__TASK TO CARRY OUT__: Write down exactly the line where "the shrub, each" occurs and every line that follows it through the end of the material below; include nothing else.

[SUPPLIED MATERIAL — start]

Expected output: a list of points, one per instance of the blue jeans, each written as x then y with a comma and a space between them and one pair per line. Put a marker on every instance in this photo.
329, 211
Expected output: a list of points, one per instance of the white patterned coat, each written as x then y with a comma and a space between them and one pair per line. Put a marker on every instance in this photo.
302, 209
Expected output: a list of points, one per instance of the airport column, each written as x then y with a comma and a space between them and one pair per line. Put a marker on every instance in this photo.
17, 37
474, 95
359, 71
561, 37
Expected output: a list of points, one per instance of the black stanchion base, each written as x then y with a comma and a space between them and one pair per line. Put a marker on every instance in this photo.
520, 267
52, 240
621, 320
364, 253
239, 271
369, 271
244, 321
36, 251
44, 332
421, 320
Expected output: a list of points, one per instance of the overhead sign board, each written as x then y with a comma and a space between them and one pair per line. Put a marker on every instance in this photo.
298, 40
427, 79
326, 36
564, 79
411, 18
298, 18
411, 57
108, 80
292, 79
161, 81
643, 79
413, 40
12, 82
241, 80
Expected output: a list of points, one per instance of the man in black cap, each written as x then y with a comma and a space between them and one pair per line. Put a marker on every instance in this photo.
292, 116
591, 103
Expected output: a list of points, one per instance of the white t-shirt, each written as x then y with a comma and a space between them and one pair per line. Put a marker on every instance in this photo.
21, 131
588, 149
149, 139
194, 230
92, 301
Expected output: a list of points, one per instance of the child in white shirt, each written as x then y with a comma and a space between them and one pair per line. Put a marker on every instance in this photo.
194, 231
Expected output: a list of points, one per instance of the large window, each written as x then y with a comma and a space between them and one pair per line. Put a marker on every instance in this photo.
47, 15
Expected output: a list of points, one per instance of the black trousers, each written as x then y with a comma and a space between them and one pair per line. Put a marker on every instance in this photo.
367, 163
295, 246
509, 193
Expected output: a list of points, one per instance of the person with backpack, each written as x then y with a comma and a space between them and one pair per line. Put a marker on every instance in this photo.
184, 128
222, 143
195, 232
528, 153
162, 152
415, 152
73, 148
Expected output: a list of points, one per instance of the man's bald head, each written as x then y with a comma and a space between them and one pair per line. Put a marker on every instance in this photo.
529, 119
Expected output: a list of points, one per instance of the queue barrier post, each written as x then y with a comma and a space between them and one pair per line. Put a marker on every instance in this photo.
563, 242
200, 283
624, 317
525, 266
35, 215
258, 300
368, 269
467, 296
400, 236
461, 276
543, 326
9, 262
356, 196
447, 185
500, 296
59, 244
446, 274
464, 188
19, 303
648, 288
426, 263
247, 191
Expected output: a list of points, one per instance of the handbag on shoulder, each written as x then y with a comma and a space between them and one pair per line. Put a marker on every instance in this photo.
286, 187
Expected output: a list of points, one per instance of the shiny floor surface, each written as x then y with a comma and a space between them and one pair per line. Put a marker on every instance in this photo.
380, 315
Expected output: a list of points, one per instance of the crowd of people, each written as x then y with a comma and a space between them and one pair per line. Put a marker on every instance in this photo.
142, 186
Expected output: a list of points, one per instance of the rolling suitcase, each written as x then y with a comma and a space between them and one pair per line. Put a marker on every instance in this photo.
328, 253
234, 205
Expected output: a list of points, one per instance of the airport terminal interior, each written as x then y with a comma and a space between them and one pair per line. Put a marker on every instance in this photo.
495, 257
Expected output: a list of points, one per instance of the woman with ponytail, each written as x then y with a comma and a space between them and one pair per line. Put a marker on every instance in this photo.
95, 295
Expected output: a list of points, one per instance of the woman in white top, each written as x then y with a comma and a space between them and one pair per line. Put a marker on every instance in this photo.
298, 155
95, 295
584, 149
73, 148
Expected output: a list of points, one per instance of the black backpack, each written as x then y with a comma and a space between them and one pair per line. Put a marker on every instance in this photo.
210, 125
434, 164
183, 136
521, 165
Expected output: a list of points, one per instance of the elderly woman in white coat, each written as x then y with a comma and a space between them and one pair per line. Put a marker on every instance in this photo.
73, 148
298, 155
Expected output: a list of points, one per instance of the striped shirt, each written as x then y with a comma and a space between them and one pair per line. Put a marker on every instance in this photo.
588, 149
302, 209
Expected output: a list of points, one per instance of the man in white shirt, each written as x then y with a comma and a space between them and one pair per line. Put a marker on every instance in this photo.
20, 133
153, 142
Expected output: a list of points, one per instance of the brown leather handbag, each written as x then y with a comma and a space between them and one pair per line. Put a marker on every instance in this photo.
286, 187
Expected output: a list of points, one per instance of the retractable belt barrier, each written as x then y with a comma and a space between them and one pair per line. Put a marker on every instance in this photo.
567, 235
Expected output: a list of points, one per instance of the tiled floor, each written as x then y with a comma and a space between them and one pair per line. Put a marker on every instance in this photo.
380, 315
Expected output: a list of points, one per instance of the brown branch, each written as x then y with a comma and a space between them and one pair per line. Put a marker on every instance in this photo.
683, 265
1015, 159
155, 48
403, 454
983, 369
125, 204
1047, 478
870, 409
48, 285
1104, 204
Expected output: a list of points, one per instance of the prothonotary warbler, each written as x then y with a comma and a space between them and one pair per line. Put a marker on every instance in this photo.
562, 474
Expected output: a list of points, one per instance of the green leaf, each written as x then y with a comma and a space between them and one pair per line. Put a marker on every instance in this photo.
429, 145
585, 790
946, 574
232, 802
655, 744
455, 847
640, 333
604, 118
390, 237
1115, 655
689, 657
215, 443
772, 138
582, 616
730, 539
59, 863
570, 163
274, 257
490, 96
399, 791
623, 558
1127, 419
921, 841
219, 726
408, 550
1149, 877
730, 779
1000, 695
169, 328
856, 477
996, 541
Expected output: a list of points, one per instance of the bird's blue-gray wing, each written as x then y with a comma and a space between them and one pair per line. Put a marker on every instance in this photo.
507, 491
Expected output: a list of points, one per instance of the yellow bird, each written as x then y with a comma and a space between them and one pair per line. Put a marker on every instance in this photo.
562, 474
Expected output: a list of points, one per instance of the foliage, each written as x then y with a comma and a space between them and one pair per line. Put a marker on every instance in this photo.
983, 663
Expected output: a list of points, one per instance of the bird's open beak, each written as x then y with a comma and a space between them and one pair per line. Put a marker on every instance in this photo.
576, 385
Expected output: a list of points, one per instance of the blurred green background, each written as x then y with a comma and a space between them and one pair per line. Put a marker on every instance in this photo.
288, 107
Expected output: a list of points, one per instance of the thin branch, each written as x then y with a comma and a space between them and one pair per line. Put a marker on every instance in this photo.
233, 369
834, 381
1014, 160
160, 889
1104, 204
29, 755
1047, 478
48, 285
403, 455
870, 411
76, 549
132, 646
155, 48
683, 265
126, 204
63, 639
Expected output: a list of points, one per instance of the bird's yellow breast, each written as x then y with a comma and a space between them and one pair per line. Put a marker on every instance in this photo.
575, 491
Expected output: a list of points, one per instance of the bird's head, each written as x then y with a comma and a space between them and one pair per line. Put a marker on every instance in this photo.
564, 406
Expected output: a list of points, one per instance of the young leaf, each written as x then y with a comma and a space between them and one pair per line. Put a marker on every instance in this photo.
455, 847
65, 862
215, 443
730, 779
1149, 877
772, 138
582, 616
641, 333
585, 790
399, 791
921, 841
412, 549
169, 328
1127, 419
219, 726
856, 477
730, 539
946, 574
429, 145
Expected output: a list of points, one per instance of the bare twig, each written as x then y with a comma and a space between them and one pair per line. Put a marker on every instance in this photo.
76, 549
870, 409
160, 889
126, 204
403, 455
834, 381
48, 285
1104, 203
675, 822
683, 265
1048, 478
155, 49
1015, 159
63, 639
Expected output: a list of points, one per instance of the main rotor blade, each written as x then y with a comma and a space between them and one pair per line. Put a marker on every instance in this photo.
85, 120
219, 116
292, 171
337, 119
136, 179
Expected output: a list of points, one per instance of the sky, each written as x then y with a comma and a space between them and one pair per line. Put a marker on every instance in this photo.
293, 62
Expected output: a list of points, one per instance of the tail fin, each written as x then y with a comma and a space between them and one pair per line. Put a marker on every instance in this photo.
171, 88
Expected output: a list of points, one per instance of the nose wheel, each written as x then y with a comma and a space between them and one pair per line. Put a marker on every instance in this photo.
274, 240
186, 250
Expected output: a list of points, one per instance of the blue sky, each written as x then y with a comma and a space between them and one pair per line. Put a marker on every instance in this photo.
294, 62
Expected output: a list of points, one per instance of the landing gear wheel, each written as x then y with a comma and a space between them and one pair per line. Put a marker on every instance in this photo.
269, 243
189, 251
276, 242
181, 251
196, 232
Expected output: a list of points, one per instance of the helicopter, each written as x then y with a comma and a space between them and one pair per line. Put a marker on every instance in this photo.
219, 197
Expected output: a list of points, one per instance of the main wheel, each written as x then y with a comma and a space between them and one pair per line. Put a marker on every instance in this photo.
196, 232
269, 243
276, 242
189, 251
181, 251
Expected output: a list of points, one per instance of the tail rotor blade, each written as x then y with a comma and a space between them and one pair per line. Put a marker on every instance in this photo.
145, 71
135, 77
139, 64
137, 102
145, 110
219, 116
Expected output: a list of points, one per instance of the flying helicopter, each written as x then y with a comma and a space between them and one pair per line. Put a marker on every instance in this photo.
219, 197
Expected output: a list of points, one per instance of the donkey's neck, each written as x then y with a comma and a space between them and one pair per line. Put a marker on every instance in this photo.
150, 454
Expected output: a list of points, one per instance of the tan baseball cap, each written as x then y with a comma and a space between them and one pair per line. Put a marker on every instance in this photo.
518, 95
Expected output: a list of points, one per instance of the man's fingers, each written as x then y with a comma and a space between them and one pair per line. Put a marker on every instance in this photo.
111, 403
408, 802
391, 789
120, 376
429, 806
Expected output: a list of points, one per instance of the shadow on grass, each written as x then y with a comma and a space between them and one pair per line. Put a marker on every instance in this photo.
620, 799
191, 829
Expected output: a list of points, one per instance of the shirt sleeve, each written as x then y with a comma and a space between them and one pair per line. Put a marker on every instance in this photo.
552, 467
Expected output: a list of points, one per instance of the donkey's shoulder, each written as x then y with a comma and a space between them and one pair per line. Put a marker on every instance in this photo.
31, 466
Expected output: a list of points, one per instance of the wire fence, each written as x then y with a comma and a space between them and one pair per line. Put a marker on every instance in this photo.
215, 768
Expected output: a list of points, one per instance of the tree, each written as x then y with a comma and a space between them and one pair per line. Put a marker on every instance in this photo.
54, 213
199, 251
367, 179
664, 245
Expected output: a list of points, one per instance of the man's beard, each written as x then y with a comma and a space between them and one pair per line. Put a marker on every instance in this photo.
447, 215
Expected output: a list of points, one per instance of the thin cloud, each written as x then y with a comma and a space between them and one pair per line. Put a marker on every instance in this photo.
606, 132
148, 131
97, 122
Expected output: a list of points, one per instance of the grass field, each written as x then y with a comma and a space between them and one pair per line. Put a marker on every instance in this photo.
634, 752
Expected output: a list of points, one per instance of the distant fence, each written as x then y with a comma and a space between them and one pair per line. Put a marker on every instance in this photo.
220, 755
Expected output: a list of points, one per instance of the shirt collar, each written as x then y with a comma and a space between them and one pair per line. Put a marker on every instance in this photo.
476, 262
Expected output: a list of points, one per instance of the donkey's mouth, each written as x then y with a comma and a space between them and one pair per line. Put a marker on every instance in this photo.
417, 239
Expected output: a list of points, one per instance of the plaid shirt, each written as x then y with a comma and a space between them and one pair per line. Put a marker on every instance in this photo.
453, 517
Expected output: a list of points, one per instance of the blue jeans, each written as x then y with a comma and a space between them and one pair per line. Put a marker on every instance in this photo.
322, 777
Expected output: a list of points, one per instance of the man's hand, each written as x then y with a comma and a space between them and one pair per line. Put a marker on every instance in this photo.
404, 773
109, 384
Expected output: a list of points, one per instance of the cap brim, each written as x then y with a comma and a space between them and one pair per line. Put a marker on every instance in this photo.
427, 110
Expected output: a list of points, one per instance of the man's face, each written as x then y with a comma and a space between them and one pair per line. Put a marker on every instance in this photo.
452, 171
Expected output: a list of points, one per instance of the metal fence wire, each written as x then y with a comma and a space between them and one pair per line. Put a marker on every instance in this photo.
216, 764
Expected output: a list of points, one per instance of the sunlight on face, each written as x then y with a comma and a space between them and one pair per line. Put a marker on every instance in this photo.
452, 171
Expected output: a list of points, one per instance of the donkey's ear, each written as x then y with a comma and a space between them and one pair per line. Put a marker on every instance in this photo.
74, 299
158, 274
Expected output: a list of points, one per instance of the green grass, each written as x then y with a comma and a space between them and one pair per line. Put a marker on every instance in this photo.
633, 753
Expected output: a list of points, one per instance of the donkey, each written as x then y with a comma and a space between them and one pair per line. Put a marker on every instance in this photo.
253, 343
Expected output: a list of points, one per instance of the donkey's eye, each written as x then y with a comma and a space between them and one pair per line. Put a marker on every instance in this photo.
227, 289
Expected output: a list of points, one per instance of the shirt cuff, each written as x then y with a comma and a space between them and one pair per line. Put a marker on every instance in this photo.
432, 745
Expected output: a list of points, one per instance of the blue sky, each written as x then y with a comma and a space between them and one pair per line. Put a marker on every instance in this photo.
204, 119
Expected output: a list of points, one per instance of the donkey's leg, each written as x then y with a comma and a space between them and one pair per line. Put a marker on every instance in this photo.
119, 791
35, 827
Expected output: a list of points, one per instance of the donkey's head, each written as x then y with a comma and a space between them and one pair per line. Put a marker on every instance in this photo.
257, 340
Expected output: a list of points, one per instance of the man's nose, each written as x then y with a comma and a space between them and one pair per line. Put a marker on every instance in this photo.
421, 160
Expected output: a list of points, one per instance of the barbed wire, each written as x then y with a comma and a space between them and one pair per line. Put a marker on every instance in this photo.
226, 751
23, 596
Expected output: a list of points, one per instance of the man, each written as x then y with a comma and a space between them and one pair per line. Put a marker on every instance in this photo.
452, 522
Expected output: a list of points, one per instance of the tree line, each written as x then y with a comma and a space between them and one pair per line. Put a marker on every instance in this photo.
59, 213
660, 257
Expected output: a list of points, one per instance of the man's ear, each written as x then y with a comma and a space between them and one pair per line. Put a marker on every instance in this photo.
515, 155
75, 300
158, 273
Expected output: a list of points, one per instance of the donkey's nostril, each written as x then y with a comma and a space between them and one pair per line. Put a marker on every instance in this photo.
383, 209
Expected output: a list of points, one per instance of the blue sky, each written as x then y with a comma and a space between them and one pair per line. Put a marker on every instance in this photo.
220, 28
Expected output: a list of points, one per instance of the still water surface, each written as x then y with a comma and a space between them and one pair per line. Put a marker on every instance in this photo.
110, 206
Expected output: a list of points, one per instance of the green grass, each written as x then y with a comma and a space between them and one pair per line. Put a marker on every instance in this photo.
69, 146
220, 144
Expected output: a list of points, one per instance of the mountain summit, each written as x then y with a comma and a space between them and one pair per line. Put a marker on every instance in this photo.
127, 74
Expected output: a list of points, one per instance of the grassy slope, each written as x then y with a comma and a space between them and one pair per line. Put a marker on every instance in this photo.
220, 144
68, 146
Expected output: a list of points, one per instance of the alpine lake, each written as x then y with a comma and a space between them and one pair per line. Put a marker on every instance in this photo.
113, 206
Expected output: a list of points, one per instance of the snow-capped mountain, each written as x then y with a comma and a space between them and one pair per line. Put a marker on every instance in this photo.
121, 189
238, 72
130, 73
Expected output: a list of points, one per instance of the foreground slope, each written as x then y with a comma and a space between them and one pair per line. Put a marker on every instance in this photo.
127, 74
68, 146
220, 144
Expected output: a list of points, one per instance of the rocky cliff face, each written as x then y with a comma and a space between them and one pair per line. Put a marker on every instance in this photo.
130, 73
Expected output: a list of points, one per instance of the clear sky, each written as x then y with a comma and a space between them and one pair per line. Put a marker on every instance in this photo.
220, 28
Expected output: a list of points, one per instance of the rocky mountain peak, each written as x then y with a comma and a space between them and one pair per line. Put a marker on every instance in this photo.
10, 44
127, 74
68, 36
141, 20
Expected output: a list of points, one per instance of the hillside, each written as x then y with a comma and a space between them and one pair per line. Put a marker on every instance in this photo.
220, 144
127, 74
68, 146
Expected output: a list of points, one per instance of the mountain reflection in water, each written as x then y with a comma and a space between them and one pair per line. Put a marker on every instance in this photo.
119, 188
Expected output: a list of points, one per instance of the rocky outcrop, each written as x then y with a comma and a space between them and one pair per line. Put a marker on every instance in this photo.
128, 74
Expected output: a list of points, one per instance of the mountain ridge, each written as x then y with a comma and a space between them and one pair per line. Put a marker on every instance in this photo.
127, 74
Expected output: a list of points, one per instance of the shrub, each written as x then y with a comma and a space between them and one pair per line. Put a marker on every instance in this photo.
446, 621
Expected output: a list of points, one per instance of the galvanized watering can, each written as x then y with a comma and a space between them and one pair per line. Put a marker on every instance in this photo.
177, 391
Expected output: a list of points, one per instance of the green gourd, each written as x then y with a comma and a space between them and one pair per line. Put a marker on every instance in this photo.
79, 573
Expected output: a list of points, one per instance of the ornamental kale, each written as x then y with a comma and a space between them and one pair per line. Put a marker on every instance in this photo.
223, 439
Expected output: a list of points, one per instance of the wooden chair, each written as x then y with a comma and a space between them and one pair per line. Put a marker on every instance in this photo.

[SUPPLIED MATERIAL — finish]

__RESPONSE BOX__:
Expected output: a list of points, one per instance of the shrub, each written as x then y with a comma and a space between them and one pair per line. Put a marker on every instance in this photo.
446, 621
Expected output: a list of points, one per instance of the galvanized watering can, each written as x then y with a comma and a space between them and one pair per line. Put a marker on every instance in this photo.
177, 391
Expected output: a list of points, one per instance of the green gourd, each written as x then y with a comma and a space between them and one pair per line. Put a marker on every instance in this photo.
79, 573
Expected output: a list of points, one per instance of the ornamental kale, each written as x then y with a comma and a space between them and one pair per line. Put a marker on every instance in this photo.
223, 439
Expected output: a list of points, one per instance of the wooden chair, each written as x then y with a comma and a space between them and one pair per line. Put a marker on every instance in this photo.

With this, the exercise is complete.